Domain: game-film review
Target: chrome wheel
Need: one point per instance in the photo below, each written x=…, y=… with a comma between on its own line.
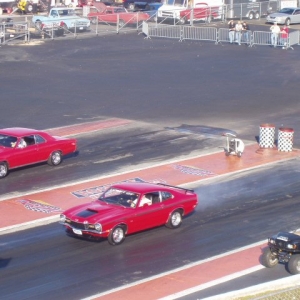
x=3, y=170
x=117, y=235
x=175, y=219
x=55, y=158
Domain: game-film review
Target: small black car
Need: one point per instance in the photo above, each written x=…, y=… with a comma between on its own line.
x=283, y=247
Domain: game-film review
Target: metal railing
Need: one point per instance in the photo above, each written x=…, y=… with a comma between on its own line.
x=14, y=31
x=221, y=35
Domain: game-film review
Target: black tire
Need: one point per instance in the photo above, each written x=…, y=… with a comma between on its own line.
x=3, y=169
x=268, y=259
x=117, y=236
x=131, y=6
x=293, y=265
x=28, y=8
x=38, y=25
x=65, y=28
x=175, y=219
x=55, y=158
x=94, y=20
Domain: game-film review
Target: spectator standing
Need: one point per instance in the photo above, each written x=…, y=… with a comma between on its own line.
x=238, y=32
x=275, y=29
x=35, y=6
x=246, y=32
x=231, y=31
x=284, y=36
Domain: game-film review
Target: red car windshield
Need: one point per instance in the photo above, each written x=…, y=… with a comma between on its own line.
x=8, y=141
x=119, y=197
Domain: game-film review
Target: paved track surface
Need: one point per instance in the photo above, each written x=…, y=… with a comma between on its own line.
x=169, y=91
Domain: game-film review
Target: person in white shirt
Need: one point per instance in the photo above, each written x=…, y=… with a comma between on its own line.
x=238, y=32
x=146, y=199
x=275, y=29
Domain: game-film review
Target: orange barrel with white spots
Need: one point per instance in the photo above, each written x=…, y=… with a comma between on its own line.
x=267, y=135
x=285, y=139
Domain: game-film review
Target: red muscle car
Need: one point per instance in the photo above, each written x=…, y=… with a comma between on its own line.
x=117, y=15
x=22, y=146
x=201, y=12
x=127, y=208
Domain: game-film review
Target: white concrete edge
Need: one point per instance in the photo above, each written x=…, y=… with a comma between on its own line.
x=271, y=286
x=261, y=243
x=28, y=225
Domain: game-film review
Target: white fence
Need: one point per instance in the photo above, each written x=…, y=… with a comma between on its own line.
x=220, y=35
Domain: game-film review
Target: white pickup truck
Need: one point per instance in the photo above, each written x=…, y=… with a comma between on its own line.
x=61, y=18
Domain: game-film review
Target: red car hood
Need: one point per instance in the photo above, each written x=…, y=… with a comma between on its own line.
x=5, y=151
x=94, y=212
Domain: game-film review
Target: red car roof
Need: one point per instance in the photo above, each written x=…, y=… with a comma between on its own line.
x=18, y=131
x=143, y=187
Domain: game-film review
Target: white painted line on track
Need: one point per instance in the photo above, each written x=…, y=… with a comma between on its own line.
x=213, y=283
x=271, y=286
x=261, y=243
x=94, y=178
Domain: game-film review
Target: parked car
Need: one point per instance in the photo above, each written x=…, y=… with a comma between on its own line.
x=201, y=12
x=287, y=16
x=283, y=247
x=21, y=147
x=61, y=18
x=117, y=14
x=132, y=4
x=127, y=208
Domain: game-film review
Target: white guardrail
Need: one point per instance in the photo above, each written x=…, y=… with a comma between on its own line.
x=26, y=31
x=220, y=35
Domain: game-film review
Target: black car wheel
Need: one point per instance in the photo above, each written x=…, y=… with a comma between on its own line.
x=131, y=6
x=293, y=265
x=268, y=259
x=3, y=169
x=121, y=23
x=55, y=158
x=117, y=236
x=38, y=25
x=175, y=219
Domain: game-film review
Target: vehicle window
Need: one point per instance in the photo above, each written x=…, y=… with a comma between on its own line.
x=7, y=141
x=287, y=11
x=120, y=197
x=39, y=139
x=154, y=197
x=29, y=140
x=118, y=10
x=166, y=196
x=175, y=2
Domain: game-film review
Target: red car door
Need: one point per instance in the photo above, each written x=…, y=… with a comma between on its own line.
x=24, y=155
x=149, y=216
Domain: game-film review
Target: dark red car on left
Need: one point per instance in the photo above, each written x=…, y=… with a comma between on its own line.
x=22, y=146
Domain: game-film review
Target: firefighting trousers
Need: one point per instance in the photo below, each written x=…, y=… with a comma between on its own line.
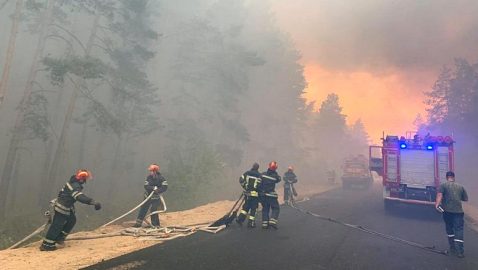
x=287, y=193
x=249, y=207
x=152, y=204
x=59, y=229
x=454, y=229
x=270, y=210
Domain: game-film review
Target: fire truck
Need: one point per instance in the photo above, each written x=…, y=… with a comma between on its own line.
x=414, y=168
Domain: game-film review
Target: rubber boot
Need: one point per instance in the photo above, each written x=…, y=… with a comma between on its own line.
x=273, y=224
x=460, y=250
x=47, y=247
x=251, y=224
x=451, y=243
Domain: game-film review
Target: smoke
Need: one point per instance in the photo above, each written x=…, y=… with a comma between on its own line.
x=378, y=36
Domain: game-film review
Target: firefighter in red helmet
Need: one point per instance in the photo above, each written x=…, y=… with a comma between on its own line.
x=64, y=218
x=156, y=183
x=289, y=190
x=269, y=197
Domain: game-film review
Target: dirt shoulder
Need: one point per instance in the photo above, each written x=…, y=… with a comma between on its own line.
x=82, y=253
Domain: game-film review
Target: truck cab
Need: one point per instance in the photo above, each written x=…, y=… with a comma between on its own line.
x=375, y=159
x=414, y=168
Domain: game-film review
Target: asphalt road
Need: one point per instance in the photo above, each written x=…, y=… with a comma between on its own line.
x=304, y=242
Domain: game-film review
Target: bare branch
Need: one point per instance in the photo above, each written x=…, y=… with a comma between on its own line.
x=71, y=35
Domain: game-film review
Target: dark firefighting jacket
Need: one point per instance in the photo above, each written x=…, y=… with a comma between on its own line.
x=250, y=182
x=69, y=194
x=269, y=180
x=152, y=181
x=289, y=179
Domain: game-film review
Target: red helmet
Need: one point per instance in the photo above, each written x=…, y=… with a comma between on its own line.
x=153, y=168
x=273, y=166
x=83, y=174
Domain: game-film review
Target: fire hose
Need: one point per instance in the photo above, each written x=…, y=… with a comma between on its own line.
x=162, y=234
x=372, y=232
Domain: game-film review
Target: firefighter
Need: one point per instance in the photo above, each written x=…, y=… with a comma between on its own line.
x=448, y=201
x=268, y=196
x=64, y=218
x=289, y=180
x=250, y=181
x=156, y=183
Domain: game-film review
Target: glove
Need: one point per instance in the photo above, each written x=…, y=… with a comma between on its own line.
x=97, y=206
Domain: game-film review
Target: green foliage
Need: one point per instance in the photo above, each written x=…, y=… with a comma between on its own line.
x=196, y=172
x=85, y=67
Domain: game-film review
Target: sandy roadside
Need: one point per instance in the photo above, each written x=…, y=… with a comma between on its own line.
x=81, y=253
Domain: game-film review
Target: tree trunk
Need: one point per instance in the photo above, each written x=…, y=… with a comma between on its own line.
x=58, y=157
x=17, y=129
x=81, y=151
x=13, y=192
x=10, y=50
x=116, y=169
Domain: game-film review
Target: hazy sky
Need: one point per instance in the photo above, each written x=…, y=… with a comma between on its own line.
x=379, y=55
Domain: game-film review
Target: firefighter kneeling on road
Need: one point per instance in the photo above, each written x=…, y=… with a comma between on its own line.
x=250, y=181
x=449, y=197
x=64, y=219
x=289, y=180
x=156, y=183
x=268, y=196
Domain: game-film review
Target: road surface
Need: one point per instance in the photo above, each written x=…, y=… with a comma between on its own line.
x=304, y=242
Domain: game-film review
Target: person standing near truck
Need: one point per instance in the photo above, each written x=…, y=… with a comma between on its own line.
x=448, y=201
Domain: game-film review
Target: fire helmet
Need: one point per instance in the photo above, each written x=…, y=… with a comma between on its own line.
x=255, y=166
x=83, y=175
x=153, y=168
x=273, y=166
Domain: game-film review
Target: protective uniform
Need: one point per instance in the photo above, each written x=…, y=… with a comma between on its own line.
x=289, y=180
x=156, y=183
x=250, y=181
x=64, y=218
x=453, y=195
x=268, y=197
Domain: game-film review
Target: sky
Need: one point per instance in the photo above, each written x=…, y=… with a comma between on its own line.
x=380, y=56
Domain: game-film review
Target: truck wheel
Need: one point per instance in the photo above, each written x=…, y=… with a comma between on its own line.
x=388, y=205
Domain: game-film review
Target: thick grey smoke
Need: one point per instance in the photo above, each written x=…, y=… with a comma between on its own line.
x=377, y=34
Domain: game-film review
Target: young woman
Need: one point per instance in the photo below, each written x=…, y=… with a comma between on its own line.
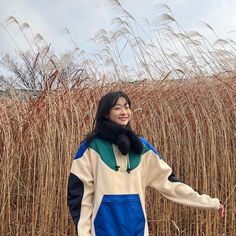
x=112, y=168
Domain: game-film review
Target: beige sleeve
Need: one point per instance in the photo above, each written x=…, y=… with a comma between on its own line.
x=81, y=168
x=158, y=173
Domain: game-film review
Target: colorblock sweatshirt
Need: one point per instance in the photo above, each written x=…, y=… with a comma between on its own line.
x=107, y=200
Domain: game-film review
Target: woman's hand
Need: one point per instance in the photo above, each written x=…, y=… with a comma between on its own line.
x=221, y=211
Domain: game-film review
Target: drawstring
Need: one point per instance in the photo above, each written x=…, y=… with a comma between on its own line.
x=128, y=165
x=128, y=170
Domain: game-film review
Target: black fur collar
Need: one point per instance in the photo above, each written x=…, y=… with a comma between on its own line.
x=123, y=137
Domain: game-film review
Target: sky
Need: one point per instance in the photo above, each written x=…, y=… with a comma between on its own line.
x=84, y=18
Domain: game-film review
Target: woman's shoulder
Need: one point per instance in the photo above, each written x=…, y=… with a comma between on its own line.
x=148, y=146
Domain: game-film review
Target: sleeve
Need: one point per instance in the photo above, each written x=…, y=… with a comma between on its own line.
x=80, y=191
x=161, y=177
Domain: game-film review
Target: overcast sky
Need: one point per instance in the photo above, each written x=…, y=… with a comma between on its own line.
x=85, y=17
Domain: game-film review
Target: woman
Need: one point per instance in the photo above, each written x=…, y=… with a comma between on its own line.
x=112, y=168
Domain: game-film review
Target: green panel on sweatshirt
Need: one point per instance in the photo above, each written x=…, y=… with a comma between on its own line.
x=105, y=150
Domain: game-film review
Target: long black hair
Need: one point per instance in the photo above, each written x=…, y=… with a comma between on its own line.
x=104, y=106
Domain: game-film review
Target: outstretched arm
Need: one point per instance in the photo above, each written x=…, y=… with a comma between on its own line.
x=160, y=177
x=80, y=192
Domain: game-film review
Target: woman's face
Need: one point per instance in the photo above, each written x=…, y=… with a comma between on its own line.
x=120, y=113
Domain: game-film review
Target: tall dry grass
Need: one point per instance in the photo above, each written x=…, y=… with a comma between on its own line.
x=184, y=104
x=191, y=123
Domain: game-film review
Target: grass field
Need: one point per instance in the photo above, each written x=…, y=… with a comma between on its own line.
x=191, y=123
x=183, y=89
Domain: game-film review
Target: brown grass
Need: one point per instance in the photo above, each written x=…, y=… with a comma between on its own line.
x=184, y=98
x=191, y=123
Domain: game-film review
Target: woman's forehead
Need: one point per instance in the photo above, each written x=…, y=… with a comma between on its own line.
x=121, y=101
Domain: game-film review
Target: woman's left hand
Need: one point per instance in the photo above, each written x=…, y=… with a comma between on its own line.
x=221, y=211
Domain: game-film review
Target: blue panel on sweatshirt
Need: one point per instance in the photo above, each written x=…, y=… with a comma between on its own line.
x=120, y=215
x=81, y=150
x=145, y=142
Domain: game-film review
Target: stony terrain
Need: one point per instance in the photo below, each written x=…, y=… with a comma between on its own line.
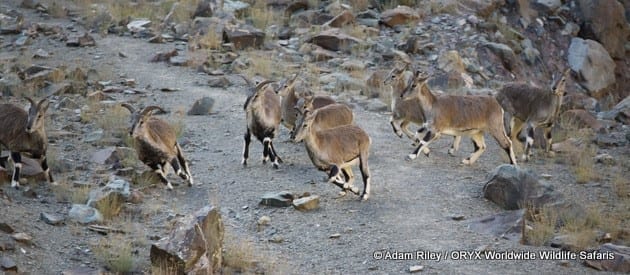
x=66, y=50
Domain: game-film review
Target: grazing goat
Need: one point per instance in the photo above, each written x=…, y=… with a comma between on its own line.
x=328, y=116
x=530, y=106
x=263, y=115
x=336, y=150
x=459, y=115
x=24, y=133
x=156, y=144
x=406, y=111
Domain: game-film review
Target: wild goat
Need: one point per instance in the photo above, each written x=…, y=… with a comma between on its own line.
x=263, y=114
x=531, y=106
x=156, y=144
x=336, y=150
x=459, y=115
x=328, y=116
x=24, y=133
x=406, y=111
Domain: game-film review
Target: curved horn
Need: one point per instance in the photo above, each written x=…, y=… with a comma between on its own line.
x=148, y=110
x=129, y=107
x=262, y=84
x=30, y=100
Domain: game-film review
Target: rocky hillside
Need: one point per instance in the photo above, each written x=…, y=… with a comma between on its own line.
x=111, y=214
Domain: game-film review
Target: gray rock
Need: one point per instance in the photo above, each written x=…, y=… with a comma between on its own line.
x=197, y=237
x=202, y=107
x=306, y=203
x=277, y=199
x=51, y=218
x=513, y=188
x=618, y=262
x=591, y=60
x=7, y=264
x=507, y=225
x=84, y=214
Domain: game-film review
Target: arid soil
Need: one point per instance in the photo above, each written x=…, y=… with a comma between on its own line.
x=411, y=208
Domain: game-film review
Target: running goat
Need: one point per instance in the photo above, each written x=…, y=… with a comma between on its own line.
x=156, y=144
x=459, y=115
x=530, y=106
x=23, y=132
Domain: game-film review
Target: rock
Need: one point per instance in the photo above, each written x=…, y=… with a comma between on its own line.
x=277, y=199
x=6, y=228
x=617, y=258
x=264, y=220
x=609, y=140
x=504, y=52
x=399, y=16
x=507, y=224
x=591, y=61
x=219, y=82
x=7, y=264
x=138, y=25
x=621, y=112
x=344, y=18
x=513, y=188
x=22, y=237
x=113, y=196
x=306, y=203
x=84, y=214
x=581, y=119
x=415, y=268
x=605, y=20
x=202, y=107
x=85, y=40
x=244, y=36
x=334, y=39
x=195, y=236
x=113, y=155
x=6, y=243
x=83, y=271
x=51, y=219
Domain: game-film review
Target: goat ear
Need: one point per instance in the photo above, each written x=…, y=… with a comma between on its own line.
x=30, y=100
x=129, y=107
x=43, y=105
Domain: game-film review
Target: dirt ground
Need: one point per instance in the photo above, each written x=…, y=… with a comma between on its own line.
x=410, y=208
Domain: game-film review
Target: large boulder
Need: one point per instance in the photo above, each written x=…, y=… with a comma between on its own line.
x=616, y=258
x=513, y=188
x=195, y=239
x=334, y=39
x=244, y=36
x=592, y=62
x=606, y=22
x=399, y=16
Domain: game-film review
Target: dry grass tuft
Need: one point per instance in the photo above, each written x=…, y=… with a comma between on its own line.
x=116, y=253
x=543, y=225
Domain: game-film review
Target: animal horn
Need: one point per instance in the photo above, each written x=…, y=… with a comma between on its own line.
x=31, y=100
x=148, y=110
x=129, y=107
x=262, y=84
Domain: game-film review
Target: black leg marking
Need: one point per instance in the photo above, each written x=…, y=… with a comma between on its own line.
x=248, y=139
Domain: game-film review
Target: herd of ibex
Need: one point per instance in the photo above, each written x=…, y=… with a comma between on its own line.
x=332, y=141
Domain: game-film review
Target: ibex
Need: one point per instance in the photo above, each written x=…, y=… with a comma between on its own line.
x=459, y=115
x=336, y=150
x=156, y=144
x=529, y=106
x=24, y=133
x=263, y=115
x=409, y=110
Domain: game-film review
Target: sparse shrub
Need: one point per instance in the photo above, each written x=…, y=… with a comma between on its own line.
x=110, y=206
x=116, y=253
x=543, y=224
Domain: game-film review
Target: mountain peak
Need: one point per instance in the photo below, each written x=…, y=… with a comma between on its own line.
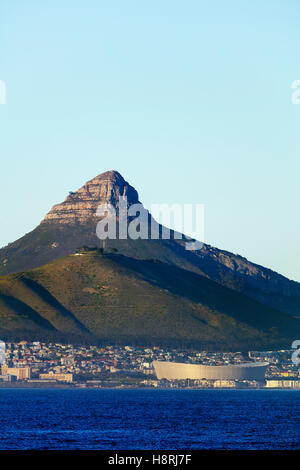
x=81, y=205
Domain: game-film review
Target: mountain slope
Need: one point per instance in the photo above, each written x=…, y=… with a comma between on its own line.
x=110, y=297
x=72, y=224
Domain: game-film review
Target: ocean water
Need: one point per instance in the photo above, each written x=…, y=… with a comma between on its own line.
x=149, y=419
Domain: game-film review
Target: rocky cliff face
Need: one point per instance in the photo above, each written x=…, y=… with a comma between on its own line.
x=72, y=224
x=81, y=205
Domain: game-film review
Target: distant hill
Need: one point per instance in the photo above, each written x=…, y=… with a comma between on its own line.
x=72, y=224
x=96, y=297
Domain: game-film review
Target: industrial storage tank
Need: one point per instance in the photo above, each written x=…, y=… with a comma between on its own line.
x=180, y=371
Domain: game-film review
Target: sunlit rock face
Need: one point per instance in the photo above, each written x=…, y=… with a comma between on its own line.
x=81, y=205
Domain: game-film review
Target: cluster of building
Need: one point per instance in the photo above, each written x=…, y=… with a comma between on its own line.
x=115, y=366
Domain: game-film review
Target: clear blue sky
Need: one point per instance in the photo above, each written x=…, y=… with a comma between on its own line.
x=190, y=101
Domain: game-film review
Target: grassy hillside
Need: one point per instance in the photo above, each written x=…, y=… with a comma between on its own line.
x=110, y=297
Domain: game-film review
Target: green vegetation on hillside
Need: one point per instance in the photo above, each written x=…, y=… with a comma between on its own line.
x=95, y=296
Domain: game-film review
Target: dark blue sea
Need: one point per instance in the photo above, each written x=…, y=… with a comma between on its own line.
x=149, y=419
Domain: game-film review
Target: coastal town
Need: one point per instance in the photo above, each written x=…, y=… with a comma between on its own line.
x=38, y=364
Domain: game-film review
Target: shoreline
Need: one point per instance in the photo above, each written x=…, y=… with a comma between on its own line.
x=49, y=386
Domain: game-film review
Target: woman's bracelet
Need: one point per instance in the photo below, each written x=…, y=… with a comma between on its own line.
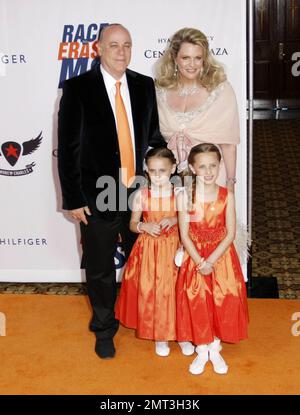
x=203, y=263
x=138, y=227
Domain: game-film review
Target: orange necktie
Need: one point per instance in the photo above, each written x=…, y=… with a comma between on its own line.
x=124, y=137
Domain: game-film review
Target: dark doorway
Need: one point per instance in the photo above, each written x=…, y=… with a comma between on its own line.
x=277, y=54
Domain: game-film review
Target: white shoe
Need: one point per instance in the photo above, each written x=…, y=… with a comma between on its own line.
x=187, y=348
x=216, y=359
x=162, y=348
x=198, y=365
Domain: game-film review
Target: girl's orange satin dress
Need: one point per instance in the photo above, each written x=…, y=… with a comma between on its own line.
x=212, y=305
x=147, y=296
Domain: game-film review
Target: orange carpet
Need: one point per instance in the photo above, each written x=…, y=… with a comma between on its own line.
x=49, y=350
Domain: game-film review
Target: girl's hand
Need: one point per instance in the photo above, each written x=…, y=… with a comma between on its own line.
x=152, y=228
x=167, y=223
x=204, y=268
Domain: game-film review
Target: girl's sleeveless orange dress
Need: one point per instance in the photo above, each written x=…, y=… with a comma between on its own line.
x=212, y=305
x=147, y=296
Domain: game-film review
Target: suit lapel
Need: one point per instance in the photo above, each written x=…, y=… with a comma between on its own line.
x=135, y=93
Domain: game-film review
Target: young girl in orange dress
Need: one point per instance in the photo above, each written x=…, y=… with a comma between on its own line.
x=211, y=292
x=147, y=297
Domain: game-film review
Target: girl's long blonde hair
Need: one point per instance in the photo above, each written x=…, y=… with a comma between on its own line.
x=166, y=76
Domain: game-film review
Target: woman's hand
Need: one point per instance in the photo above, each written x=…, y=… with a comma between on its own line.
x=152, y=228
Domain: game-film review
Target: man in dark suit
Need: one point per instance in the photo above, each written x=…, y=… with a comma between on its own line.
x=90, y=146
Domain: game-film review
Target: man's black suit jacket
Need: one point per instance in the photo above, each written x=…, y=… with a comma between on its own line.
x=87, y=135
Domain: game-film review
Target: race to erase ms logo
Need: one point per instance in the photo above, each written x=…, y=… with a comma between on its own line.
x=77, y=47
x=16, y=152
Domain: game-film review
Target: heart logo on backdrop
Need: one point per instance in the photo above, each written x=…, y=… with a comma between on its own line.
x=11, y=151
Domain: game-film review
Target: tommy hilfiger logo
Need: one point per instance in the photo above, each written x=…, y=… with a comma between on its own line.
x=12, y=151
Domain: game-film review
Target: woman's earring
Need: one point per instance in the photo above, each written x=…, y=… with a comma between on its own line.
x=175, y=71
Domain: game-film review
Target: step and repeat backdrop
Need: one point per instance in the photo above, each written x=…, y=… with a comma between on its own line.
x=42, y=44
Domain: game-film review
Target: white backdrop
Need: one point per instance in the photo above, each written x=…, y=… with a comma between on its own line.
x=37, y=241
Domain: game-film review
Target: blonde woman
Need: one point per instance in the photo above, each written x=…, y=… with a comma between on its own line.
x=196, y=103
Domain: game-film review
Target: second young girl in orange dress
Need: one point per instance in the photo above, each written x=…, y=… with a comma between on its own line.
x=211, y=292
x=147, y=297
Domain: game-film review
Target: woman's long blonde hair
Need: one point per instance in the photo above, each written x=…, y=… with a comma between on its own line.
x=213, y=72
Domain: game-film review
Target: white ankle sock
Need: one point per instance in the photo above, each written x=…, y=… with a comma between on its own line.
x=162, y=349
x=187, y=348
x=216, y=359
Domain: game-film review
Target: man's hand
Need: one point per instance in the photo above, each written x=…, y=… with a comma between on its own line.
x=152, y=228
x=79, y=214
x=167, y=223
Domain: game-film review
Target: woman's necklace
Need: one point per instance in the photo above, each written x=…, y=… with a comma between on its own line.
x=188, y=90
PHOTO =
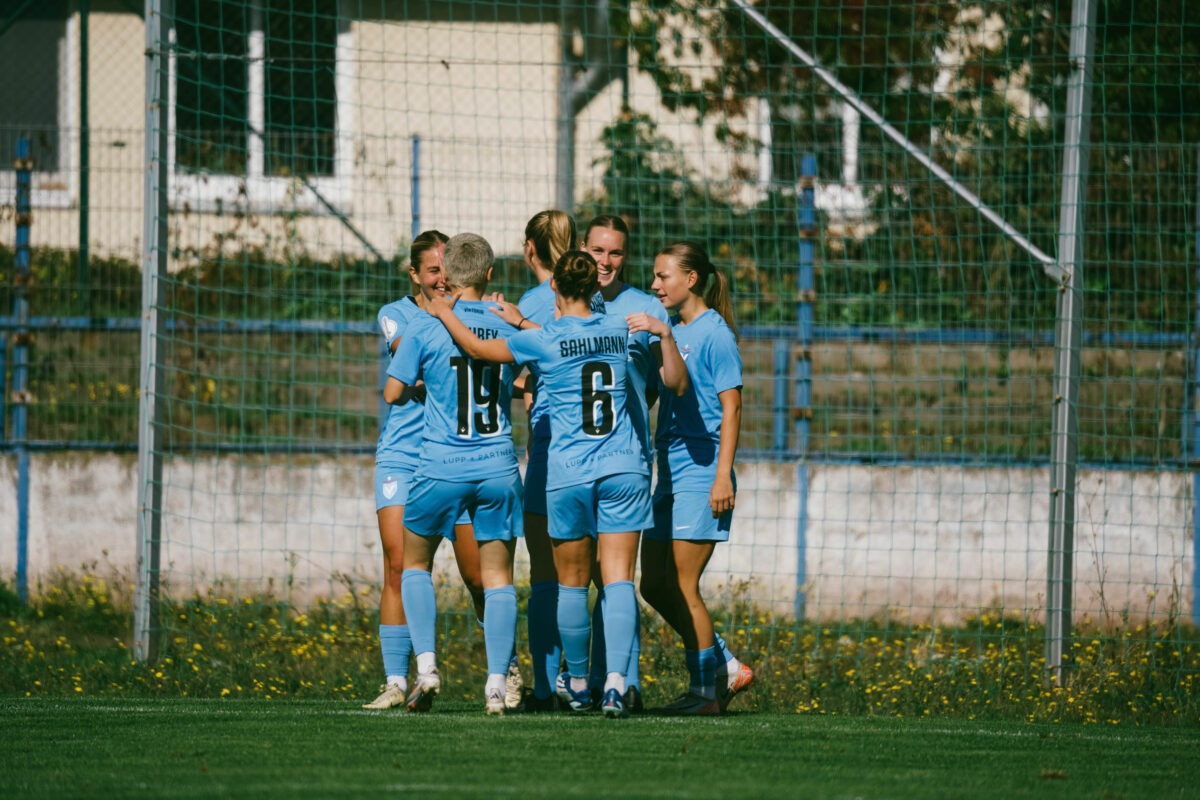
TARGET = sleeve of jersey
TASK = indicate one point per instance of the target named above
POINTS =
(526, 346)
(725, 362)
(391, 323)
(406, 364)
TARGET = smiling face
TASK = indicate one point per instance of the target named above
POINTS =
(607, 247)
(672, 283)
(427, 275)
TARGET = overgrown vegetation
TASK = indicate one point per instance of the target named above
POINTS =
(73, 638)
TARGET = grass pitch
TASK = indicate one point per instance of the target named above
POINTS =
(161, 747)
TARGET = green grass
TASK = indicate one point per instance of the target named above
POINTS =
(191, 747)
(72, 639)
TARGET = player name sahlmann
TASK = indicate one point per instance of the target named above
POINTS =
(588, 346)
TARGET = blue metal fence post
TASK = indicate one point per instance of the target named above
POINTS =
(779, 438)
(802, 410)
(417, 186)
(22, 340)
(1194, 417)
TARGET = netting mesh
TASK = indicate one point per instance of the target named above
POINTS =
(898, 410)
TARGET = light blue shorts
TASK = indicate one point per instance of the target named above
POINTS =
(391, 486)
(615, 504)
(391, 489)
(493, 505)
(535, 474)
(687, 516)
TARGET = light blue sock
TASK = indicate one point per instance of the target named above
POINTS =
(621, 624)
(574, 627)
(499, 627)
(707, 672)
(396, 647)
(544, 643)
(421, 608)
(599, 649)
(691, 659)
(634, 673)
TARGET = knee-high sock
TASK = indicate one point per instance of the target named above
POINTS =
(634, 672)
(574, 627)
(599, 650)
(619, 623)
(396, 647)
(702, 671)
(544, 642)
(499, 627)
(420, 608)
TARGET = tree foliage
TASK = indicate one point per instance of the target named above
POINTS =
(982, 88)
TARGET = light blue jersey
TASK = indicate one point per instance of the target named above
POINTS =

___

▸ To do
Write down, word for word, the lines above from the one containing "Target: overcast sky" through the one containing "Target: green panel on sweatshirt", both ends included.

▸ Solution below
Target: overcast sky
Need: one point per instance in the photo above, each written x=…, y=… with a comma between on its own line.
x=85, y=17
Domain: game-film review
Target: woman
Need: one point per instance in the photo above, each written x=…, y=… with a comma between on its own line.
x=112, y=168
Domain: game-film review
Target: green panel on sweatshirt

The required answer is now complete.